Revival From Spiritual Death
But the deeper meaning of ממית ומחי' is as follows.
There are two kinds of “death” – physical death, and spiritual death. Physical death is when the soul\life spirit of a person leaves the body. But a person can experience times of spiritual death as well. This is when a person falls completely from a previous spiritual level.
Man in general is constantly “progressing forward” and then “retreating”, in a cycle; this is called rotzoh v’shov (running and returning). We go through good periods, which are called “Days of Love”, and we go through bad times, which are called “Days of Hate”[1]; we keep passing through these two phases in a cycle. Sometimes we are doing well in our spirituality, and sometimes we are falling.
But sometimes, a person falls totally from his spiritual level. These are not “Days of Hate”; they are more extreme of a fall than the fall a person goes through during the “Days of Hate”. This is a kind of spiritual “death” that happens to a person. It happens when a person has totally lost his sense of vitality in life. The person feels like he is dead inside – when he feels like he has lost his feelings for Avodas Hashem.
Hashem breathed into man a nefesh chayah – a life-spirit, a soul that contains vitality; when a person loses his sense of vitality in life, he feels dead.
But Hashem is ממית ומחי', He revives the dead – Hashem can revive even those who are spiritually “dead” and bring them back to life.
Revival - Through Renewed Vitality
There is also a more subtle kind of spiritual death that can happen to a person: when a person wishes to return to something he once experienced that gave him chiyus, a sense of vitality - but he finds that he can’t return to it.
Each of us has a source where we derive “chiyus” (inner vitality) from. Anyone who lives an inner kind of life gets vitality from an inner source – not from the physical world, but from the inner, spiritual world. But we must be aware of the following subtle point: It is impossible for a person to derive vitality from the same thing again.Our inner experiences are new and different each time; any inner experiences you once had, which previously gave you vitality, are not able to give you vitality any more.
This is the deeper meaning of ממית ומחי'– that in order for us to become revived again with life, our previous vitality ‘dies’, and then once again can become filled with renewed vitality from Hashem. Hashem gives us completely new vitality each time, and it is never a repeat from the past.
Seeking Vitality
It is impossible for a person to keep receiving vitality from the same thing. Even when a person learns Torah and he receives vitality from the same words he keeps learning, it is not the same vitality each time.
To give a stark example of the concept, we all go through various lifetimes. Each of our lifetimes are different each time. Our family we have now is not the same family we had in our previous lifetime (usually). This is because we never have the same “life” more than once. This example really illustrates the concept we are describing – it was a harsh example, but we had to use it in order to bring out the subtlety of this concept.
We are not able to derive vitality more than once from the very same thing. This is reminiscent of the concept of having panim chadashos, a “new face” – we need renewal.
A person is used to having a certain seder (routine) in life. He learns each day at a set time and has three times a day when he davens. But there is a part in our soul which seeks to ascend beyond our regular seder and receive new vitality. This is not just an aspiration to grow, but a desire to derive new kinds of vitality.

Task requirements
A. Can you output the passage on spiritual revival from "This is the" to "from the past."?
B. How would you condense the paragraph of the passage on spiritual revival that begins "But sometimes, a person falls totally" into a short bulleted list of its main facts?

Recorded data
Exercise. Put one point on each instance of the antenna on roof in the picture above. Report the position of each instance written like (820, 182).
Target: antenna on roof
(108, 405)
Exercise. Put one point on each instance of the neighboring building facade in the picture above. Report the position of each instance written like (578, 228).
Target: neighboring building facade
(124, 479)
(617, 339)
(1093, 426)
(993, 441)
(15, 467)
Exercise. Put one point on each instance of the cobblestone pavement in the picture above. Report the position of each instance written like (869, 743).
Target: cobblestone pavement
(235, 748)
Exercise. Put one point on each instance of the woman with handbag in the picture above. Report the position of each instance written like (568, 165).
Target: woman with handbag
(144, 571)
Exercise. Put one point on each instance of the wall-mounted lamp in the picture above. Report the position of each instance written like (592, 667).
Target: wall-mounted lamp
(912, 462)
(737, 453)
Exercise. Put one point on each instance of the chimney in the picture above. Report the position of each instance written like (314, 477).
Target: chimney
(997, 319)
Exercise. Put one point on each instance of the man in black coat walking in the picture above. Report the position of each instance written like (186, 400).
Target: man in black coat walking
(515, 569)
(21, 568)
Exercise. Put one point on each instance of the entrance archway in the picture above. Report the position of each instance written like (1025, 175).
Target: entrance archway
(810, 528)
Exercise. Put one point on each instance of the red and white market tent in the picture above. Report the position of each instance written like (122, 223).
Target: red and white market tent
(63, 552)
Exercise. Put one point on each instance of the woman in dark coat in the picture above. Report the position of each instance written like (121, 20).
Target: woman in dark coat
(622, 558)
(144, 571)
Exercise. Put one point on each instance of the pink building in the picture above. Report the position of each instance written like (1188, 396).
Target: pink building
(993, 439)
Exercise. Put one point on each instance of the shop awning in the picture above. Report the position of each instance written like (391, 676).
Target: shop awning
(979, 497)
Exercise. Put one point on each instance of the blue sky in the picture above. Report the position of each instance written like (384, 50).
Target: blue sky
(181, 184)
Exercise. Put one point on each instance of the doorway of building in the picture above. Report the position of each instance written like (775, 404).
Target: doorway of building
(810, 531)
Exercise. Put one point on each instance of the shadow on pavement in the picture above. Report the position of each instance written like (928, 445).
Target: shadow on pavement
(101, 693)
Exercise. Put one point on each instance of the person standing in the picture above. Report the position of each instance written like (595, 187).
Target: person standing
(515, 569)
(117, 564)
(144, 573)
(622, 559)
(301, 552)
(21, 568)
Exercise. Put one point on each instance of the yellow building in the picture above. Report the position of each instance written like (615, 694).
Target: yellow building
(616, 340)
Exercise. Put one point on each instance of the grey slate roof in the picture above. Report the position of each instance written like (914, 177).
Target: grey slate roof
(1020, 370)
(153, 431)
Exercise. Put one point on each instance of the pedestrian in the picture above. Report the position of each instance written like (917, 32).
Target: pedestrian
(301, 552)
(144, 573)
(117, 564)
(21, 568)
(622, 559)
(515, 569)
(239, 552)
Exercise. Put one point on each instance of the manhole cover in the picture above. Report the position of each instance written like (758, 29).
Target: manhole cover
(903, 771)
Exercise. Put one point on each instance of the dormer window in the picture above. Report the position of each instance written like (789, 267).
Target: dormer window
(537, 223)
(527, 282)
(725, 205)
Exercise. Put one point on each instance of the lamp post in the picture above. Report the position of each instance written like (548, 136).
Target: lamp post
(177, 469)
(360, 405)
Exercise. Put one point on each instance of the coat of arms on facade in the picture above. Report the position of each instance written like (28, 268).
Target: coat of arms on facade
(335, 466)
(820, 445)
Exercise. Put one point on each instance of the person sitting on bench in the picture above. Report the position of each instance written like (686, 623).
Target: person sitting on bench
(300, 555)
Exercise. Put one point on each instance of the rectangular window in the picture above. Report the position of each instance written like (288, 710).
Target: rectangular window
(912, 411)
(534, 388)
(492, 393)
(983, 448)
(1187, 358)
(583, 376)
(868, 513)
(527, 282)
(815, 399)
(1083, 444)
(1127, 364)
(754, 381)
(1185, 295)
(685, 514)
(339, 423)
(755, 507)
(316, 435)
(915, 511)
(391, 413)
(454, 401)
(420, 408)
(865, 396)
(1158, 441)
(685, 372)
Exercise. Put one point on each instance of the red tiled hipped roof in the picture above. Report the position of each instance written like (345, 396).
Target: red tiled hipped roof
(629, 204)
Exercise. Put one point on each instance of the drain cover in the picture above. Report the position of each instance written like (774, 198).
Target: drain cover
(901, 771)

Results by task
A.
This is the deeper meaning of ממית ומחי'– that in order for us to become revived again with life, our previous vitality ‘dies’, and then once again can become filled with renewed vitality from Hashem. Hashem gives us completely new vitality each time, and it is never a repeat from the past.

B.
- Sometimes a person falls totally from his spiritual level.
- This is not the "Days of Hate" but a more extreme fall.
- It is a kind of spiritual "death."
- It happens when a person has totally lost his sense of vitality in life.
- He feels dead inside, as if he has lost his feelings for Avodas Hashem.